And yet, from his sixth day in office to his sixtieth, Biden’s approval rating barely budged. In one popular polling average, it has actually dropped by a hair.
That says less about the new President than about the hardened lines of division that America’s political polarization has produced. Biden’s ability to sustain early success will turn significantly on whether, with strong economic tailwinds, he can soften them.
Biden enjoys solid popularity so far, with slightly more than half of Americans approving of his job performance. That puts him around the levels of recent predecessors except Donald Trump, the only modern president never to reach 50%.
As usual in the polarization era, assessments break sharply along partisan lines. Near-unanimous support among rank-and-file Democrats allowed him to push the $1.9 trillion Covid relief bill through a Congress narrowly controlled by his party.

### Dataset content

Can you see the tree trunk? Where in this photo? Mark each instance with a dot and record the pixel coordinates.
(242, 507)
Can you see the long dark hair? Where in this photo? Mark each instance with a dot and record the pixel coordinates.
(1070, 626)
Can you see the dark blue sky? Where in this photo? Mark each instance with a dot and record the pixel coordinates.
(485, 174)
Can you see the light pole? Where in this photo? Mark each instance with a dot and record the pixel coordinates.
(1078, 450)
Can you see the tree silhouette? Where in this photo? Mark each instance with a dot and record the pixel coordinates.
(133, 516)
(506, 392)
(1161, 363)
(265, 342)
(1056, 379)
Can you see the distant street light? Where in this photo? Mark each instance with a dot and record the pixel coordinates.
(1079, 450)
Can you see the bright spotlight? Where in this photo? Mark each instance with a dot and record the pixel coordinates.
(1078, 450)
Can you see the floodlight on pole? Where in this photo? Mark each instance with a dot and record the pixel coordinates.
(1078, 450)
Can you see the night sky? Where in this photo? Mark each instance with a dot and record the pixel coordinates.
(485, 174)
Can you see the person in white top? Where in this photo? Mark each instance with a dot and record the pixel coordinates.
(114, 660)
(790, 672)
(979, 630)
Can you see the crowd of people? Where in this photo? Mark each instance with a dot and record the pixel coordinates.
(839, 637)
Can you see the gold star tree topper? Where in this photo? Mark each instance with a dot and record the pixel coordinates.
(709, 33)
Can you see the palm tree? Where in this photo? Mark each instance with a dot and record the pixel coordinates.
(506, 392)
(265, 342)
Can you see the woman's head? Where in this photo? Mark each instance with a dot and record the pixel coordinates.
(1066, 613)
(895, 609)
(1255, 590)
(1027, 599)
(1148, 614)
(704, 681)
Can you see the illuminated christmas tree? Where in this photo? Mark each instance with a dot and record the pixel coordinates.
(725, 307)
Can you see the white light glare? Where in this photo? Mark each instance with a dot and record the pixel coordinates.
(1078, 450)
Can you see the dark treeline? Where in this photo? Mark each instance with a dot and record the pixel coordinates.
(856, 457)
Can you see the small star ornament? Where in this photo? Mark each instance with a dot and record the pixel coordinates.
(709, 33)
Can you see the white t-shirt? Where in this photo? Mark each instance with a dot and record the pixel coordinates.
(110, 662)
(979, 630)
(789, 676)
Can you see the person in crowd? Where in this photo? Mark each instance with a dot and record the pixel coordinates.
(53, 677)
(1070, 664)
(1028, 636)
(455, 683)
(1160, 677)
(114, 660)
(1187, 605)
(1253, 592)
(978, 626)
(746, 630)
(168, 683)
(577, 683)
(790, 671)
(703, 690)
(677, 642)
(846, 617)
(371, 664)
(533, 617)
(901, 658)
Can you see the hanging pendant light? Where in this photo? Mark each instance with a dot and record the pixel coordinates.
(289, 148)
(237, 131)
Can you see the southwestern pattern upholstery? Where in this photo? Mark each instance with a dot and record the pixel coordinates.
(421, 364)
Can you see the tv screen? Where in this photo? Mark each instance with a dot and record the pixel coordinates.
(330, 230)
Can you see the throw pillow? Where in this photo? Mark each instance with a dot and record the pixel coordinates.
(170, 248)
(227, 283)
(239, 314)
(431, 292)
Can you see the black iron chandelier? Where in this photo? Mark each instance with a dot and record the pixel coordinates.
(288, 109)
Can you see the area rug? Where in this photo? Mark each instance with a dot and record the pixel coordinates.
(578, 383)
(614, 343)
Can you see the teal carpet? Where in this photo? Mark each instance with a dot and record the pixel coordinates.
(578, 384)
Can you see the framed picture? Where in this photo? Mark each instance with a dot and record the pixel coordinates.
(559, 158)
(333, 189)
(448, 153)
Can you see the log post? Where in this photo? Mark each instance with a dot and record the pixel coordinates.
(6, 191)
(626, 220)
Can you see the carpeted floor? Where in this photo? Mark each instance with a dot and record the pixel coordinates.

### Brief
In the text on Biden's approval rating, which modern president never reached 50% approval?

### Written response
Donald Trump